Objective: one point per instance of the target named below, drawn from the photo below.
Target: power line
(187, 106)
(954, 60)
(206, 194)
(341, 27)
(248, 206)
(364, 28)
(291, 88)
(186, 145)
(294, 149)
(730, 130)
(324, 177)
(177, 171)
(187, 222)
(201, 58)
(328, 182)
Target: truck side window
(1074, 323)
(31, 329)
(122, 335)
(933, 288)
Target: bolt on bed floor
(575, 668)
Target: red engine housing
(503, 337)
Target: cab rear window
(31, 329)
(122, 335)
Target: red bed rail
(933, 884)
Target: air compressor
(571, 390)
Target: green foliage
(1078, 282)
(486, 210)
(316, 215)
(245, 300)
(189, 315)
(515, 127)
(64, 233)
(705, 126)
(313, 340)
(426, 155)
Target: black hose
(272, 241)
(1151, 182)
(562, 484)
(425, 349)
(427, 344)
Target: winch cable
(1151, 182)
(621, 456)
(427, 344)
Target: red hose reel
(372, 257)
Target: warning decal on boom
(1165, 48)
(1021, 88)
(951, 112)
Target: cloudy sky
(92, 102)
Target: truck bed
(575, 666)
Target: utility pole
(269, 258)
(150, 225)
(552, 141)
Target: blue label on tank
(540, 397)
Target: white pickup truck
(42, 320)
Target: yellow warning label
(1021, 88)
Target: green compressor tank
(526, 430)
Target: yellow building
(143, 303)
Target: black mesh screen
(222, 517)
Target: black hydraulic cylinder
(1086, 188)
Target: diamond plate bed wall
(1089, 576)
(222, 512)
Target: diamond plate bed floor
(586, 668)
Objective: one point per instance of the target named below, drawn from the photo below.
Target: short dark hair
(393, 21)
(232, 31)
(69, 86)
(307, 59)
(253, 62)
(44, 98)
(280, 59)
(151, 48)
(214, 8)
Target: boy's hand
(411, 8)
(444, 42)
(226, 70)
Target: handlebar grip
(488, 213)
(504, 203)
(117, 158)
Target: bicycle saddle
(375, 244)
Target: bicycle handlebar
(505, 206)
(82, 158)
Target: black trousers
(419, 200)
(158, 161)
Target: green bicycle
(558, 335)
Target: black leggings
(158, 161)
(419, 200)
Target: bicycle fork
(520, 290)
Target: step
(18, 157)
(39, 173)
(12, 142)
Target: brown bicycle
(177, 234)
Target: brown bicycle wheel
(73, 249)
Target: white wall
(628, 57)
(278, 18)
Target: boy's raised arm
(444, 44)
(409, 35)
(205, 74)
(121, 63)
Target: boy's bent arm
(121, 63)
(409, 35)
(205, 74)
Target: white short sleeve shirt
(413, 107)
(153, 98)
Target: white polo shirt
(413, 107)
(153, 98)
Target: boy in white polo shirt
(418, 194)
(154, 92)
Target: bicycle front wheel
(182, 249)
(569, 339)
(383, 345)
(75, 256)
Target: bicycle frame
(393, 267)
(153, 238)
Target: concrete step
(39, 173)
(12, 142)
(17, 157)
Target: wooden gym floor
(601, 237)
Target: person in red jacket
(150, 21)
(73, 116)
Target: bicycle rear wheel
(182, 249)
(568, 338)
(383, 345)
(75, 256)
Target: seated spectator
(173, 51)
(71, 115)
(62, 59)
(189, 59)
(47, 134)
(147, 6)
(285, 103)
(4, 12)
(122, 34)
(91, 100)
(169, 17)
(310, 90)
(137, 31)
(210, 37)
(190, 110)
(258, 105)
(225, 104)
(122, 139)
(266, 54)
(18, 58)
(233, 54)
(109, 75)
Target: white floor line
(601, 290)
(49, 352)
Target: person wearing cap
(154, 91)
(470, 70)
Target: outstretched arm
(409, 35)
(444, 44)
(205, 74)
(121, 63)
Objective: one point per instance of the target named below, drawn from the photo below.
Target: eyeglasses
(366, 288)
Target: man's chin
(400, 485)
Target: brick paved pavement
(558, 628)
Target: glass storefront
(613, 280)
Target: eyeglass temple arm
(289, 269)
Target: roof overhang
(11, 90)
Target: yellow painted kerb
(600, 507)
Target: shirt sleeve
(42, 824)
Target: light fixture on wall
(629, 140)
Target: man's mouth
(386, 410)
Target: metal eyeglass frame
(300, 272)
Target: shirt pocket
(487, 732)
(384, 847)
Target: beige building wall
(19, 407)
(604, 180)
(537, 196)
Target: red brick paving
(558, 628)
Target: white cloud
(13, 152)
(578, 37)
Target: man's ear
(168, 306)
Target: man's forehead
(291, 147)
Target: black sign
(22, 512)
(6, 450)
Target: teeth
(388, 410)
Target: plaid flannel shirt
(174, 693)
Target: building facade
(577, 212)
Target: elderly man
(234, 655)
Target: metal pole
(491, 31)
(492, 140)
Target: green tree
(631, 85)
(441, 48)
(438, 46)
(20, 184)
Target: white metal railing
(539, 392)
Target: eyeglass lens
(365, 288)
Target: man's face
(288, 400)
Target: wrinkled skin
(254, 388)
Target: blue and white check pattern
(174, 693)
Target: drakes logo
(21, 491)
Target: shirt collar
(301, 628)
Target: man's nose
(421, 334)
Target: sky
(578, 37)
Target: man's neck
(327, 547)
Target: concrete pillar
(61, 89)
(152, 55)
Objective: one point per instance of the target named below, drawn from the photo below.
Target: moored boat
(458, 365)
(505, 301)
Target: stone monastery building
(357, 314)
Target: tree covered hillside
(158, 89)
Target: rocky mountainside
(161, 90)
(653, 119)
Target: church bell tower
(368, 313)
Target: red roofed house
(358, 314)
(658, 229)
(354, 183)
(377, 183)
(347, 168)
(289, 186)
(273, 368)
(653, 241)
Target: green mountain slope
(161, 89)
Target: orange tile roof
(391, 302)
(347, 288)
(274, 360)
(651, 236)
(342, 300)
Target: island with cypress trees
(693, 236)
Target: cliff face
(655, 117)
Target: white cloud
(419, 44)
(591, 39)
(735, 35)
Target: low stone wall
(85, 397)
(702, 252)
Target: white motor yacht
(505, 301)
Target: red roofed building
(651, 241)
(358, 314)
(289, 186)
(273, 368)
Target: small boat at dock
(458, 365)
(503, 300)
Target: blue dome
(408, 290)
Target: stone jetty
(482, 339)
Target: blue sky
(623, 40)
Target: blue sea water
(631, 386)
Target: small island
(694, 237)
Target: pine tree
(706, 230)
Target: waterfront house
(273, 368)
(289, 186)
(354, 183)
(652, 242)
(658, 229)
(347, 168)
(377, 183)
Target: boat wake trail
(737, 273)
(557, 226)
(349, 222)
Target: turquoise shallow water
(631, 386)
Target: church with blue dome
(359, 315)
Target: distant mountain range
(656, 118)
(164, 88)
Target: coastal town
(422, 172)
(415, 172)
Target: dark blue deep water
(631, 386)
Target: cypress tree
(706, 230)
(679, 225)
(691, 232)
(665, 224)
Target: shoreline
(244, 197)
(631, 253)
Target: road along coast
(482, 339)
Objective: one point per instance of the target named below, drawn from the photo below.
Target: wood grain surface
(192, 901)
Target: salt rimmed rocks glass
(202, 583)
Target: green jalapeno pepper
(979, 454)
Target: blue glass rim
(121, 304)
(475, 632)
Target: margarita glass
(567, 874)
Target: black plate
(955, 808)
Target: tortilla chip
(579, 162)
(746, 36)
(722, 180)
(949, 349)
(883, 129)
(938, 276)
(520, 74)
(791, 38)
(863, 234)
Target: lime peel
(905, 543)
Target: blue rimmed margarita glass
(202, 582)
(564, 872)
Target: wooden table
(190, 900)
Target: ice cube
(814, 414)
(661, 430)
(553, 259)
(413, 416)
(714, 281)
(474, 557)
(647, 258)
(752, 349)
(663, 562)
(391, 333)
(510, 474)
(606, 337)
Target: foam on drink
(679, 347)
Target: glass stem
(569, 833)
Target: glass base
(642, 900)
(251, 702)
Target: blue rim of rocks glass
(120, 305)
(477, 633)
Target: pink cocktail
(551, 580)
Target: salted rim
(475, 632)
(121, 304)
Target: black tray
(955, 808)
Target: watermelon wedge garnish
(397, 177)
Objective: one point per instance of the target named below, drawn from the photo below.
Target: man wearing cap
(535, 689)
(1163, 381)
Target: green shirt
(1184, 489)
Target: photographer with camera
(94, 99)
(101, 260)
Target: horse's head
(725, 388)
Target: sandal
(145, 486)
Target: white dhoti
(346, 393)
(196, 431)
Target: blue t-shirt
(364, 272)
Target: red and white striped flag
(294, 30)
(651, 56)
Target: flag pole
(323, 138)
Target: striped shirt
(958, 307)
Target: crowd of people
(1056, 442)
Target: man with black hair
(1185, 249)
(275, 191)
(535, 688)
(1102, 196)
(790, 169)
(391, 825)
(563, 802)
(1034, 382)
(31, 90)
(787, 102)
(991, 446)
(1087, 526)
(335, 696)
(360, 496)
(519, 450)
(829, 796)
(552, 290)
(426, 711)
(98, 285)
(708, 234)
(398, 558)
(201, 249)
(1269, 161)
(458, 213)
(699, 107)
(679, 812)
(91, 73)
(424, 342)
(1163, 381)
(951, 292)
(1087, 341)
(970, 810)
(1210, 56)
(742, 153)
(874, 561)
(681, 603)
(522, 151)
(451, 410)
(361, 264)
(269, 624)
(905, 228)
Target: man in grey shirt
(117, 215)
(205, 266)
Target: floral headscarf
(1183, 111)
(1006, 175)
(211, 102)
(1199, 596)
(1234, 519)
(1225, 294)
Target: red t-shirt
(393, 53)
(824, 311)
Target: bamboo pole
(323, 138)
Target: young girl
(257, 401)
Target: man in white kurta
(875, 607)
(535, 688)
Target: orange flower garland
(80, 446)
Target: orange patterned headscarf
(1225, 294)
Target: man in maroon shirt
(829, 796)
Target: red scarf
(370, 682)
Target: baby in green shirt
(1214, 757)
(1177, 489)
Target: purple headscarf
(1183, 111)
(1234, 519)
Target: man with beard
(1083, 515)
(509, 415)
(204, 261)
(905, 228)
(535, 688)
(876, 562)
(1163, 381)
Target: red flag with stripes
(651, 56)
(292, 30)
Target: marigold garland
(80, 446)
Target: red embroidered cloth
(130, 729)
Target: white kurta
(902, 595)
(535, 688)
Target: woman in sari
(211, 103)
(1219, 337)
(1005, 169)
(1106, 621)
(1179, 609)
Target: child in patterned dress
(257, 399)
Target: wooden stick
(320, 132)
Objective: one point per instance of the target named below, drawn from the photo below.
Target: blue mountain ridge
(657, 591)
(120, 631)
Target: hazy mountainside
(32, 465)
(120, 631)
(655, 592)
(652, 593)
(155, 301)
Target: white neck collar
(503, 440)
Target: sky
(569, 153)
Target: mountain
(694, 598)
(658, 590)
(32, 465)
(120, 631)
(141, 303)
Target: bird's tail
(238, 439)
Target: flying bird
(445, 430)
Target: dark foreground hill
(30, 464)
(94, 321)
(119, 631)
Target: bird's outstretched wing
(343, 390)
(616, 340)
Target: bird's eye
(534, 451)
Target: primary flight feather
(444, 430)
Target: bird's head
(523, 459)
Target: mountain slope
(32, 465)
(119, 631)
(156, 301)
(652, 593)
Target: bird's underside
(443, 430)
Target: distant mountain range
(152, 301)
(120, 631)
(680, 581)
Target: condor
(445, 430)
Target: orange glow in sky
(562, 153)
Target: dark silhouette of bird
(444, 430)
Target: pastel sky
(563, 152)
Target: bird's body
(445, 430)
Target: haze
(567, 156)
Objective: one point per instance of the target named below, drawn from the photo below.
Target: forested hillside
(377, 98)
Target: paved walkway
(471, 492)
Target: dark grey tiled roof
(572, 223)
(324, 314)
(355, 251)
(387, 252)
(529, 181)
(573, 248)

Requirement: Repeat, without change, each line of the data above from the one that contains "Target: orange flower garland" through the final line, counting both.

Completed task:
Target: orange flower garland
(80, 446)
Target: orange patterned headscarf
(1225, 294)
Target: man in maroon shirt
(829, 796)
Target: red scarf
(370, 682)
Target: baby in green shirt
(1214, 757)
(1177, 489)
Target: purple headscarf
(1183, 111)
(1234, 519)
Target: man with beard
(1083, 515)
(509, 415)
(204, 261)
(905, 228)
(535, 688)
(876, 562)
(1163, 381)
Target: red flag with stripes
(651, 56)
(292, 30)
Target: marigold garland
(80, 446)
Target: red embroidered cloth
(130, 729)
Target: white kurta
(902, 595)
(535, 688)
Target: woman in sari
(211, 103)
(1219, 337)
(1005, 169)
(1106, 621)
(1179, 609)
Target: child in patterned dress
(257, 399)
Target: wooden stick
(320, 132)
Objective: one point per instance of the target named below, drawn from the photo below.
Target: blue mountain ridge
(657, 591)
(120, 631)
Target: hazy mountainside
(32, 465)
(120, 631)
(655, 592)
(652, 593)
(155, 301)
Target: white neck collar
(503, 440)
Target: sky
(569, 153)
Target: mountain
(694, 598)
(658, 590)
(32, 465)
(120, 631)
(141, 303)
Target: bird's tail
(238, 439)
Target: flying bird
(445, 430)
Target: dark foreground hill
(30, 464)
(94, 321)
(119, 631)
Target: bird's outstretched wing
(343, 390)
(616, 340)
Target: bird's eye
(534, 451)
Target: primary flight feather
(444, 430)
Target: bird's head
(523, 459)
Target: mountain slope
(32, 465)
(119, 631)
(156, 301)
(652, 593)
Target: bird's underside
(443, 430)
Target: distant mountain range
(152, 301)
(120, 631)
(680, 581)
Target: condor
(445, 430)
Target: orange glow in sky
(562, 153)
Target: dark silhouette of bird
(444, 430)
Target: pastel sky
(563, 152)
Target: bird's body
(445, 430)
Target: haze
(567, 156)
Objective: one point per instance of the target named below, drawn from the photo below.
Target: forested hillside
(377, 98)
Target: paved walkway
(471, 492)
Target: dark grey tiled roof
(572, 223)
(324, 314)
(355, 251)
(387, 252)
(529, 181)
(573, 248)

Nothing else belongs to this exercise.